#### What the exercise asks:
Give the number of lines in the data below that contain "gray", with no other words.

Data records
================

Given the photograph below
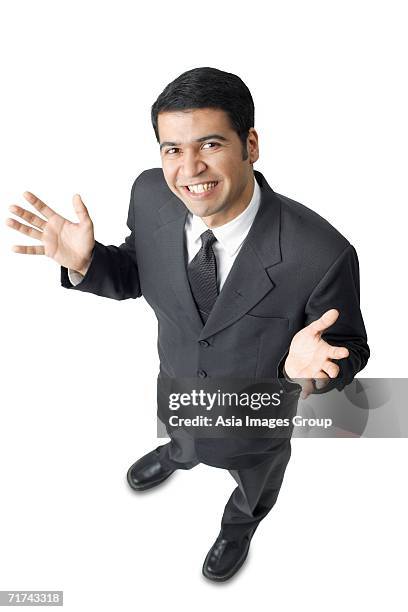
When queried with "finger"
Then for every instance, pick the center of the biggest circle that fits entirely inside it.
(337, 352)
(28, 216)
(29, 250)
(332, 369)
(325, 321)
(307, 387)
(24, 229)
(321, 380)
(39, 204)
(81, 210)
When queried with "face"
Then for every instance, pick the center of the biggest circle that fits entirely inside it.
(199, 147)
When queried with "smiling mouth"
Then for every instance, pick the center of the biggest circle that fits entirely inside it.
(200, 189)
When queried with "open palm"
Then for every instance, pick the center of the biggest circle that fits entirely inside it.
(69, 244)
(310, 357)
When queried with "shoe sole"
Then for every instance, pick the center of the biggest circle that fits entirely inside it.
(147, 486)
(231, 573)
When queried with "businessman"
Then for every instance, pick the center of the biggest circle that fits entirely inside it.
(244, 282)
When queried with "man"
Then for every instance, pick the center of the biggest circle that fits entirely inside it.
(244, 282)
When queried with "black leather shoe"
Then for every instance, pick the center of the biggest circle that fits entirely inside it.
(225, 557)
(147, 472)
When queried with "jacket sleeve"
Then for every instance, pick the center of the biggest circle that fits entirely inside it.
(113, 270)
(340, 288)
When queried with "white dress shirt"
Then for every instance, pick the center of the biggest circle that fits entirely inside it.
(230, 237)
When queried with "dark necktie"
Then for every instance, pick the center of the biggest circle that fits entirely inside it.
(202, 275)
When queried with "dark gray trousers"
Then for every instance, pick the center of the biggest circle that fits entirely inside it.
(258, 486)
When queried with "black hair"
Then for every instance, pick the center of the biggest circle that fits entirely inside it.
(209, 88)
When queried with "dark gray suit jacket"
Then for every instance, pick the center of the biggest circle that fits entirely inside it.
(292, 267)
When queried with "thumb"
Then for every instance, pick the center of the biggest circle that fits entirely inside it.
(326, 320)
(81, 210)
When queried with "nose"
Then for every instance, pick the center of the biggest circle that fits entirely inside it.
(192, 165)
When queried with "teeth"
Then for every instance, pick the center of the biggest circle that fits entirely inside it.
(201, 187)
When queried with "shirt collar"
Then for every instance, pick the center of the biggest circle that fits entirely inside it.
(232, 234)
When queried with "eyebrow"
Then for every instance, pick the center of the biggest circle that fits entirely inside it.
(167, 143)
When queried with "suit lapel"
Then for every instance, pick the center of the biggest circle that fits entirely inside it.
(248, 281)
(170, 242)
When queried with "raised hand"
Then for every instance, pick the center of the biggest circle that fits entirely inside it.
(69, 244)
(310, 356)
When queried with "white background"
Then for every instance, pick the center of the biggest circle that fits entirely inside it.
(78, 372)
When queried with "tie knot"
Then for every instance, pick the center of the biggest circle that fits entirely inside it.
(207, 238)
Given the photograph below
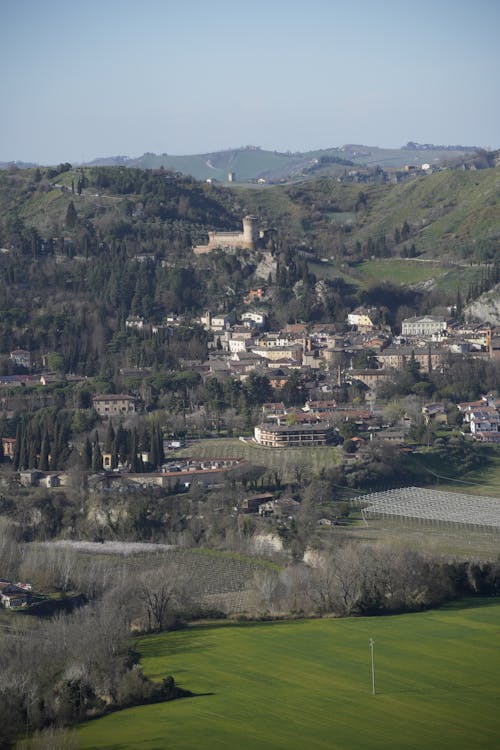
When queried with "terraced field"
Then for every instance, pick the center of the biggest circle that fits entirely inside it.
(286, 461)
(307, 684)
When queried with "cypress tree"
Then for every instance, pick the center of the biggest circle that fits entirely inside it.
(71, 215)
(96, 458)
(32, 455)
(87, 453)
(17, 447)
(43, 464)
(134, 461)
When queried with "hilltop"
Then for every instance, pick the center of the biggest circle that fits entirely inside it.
(251, 163)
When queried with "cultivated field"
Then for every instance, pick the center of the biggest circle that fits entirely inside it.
(307, 684)
(285, 461)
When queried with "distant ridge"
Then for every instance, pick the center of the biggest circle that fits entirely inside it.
(249, 163)
(252, 163)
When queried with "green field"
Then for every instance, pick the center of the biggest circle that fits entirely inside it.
(307, 684)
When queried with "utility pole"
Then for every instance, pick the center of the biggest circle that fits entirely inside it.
(372, 650)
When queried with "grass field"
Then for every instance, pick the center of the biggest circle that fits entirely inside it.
(307, 684)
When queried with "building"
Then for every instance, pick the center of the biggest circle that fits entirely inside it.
(9, 445)
(426, 326)
(247, 239)
(109, 404)
(252, 504)
(21, 357)
(12, 596)
(295, 436)
(362, 318)
(254, 318)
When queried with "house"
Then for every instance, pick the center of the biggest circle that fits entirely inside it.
(12, 595)
(425, 326)
(320, 407)
(434, 414)
(114, 403)
(21, 357)
(254, 318)
(485, 419)
(252, 504)
(254, 295)
(363, 318)
(136, 322)
(295, 436)
(8, 445)
(283, 507)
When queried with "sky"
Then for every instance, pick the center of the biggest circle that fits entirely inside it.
(81, 80)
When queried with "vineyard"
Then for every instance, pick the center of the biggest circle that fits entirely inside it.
(424, 506)
(217, 580)
(286, 461)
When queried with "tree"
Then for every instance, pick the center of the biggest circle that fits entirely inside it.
(96, 455)
(71, 216)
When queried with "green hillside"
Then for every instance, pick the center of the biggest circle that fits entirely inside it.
(308, 684)
(251, 162)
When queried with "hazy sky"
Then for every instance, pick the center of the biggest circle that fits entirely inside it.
(94, 78)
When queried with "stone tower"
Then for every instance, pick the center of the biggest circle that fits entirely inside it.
(250, 231)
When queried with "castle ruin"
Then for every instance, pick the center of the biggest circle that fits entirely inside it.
(248, 239)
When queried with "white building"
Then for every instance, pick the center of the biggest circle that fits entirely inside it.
(425, 326)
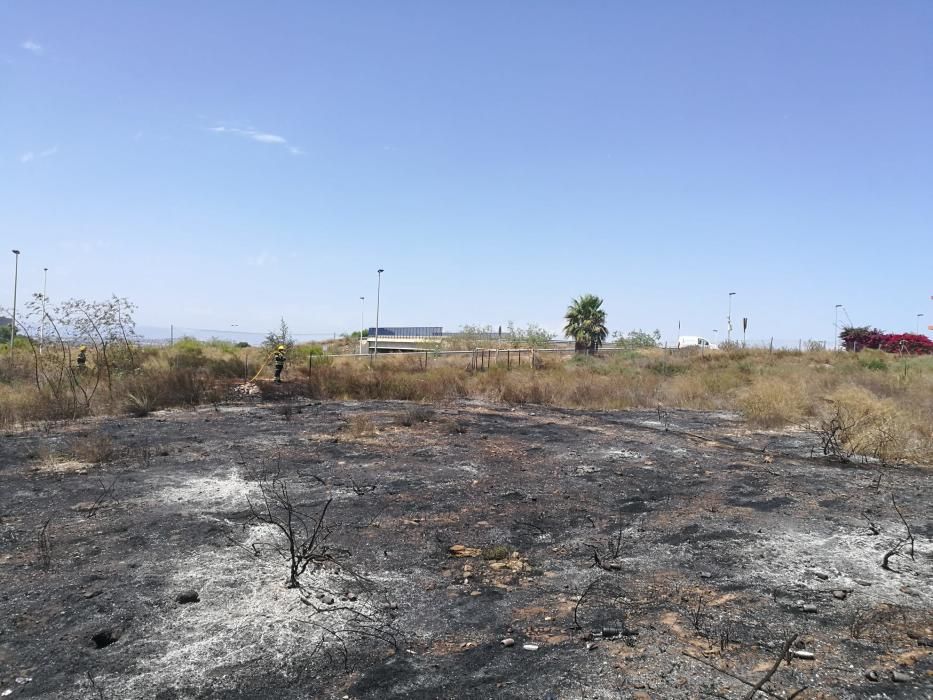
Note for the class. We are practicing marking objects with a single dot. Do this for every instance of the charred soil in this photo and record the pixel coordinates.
(623, 554)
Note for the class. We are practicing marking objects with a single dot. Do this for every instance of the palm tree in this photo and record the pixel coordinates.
(586, 323)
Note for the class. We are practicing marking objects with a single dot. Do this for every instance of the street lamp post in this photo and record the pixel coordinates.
(45, 287)
(378, 294)
(836, 327)
(362, 321)
(15, 285)
(729, 319)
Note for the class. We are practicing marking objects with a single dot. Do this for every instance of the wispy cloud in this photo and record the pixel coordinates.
(255, 135)
(33, 47)
(30, 156)
(263, 259)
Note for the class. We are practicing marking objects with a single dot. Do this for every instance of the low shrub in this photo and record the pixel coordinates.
(856, 423)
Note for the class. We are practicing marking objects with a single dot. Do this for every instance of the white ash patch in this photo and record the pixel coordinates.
(246, 619)
(788, 558)
(624, 454)
(211, 493)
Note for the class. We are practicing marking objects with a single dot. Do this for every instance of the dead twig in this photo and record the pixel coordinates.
(107, 492)
(896, 549)
(730, 674)
(771, 671)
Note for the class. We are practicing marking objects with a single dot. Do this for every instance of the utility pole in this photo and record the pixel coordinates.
(13, 323)
(836, 327)
(362, 320)
(729, 319)
(45, 287)
(378, 294)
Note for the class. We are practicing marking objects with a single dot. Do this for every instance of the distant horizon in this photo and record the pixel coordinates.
(227, 169)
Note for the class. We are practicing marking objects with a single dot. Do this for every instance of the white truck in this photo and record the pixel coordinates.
(695, 341)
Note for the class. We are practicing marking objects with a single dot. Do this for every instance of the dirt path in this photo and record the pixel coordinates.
(690, 542)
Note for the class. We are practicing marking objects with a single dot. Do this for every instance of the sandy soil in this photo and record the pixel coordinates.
(643, 555)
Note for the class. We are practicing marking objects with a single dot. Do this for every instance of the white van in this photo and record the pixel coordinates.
(695, 341)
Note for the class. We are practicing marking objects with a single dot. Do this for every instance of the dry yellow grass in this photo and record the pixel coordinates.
(771, 390)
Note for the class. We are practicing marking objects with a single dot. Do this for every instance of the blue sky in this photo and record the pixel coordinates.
(229, 163)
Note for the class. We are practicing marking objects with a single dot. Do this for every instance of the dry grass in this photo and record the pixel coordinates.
(772, 403)
(771, 390)
(854, 421)
(96, 448)
(362, 425)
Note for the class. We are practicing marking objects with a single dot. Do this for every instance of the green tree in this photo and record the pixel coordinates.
(586, 323)
(638, 339)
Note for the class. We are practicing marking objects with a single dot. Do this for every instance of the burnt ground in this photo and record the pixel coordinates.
(645, 556)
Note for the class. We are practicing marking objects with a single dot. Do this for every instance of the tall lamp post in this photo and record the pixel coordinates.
(836, 327)
(378, 293)
(729, 319)
(45, 287)
(15, 285)
(362, 321)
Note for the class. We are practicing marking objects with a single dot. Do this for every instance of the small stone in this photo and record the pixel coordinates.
(189, 596)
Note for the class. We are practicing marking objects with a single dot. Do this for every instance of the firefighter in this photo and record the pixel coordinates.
(279, 360)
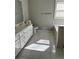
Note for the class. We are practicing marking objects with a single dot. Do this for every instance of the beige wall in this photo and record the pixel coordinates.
(25, 9)
(18, 12)
(36, 7)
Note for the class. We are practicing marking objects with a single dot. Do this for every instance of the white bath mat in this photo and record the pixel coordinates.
(43, 41)
(37, 47)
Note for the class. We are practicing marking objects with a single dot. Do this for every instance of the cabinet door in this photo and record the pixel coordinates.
(17, 47)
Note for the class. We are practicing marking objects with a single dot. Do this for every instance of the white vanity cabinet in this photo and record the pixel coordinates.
(22, 37)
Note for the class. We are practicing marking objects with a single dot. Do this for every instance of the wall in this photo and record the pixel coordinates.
(36, 8)
(18, 12)
(59, 21)
(25, 9)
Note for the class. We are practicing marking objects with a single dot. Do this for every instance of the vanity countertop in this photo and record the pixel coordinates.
(20, 28)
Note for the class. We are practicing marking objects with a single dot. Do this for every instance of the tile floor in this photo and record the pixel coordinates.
(47, 54)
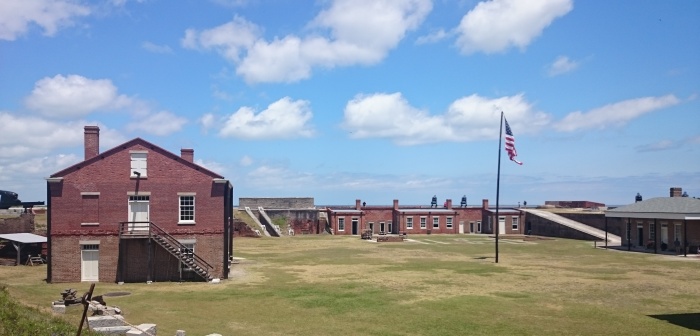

================

#### Output for this exercise:
2